● Given task
Answer these questions using the conference paper on target detection from an unmanned aerial vehicle:
1. At what two ground speeds did the unmanned aerial vehicle fly?
2. With which sensor did targets take significantly longer to detect?
3. What three parts form the cognitive triad described in the introduction?

Visual and IR-Based Target Detection from Unmanned Aerial Vehicle

Conference paper
Part of the Lecture Notes in Computer Science book series (LNCS, volume 10273)


In many situations it is important to detect and identify people and vehicles. In this study the purpose was to investigate subject’s performance to detect and estimate number of stationary people on the ground. The unmanned aerial vehicle used visual- and infrared sensor, wide and narrow field of view, and ground speed 8 m/s and 12 m/s. Participants watched synthetic video sequences captured from an unmanned aerial vehicle. The results from this study demonstrated that the ability to detect people was affected by type of sensor and field of view. It took significantly longer time to detect targets with the infrared sensor than with the visual sensor, and it took significantly longer time with wider field of view than with narrow field of view. The ability to assess number of targets was affected by type of sensor and speed, the infrared sensor causing more problems than the visual sensor. Also, performance decreased at higher speed.


Target detection Visual sensor IR sensor UAV Human factors 

1 Introduction

The information explosion that comes from gathering information with new and better sensors is positive since users can access more information. At the same time it is a challenge to select the vital information in a specific situation. Data overload may be a serious problem, and it is necessary to have an understanding of the whole system. How to help human cognition using a medium (i.e. computer) is fundamental to ensure good user performance in the current situation. To build an effective system in a military setting a number of factors must be taken into account. From an ecological approach [1] and representation design [2] there is a cognitive triad between domain or environment, interface and users. There is a reciprocal coupling between the user and the environment which often is mediated by a user interface. The components of the triad are the cognitive demands from the domain or environment, user resources and limitations, and the interface. The interface effectiveness is determined by the mapping between the environment and interface (correspondence) and the mapping between the user and interface (coherence). To develop an effective and user friendly system all these three parts must be taken into account.

In many applications part of the information that reaches the user has been acquired with some type of sensor system, involving one or several sensors and signal processing, acting as a filter between the environment and the interface. In order to be able to understand the complete picture and study sensor-related aspects the model has to be extended.

In our research we aim for an understanding of the whole picture and therefore also sensor type are included since this is an important part of the system we work with (Fig. 1).
Fig. 1.

The relation between user, interface, environment and sensor.

● Stored data
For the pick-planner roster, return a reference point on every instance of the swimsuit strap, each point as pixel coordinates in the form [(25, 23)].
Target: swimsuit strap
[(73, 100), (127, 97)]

● Correct result
1. 8 m/s and 12 m/s.
2. The infrared sensor.
3. Domain or environment, interface, and users.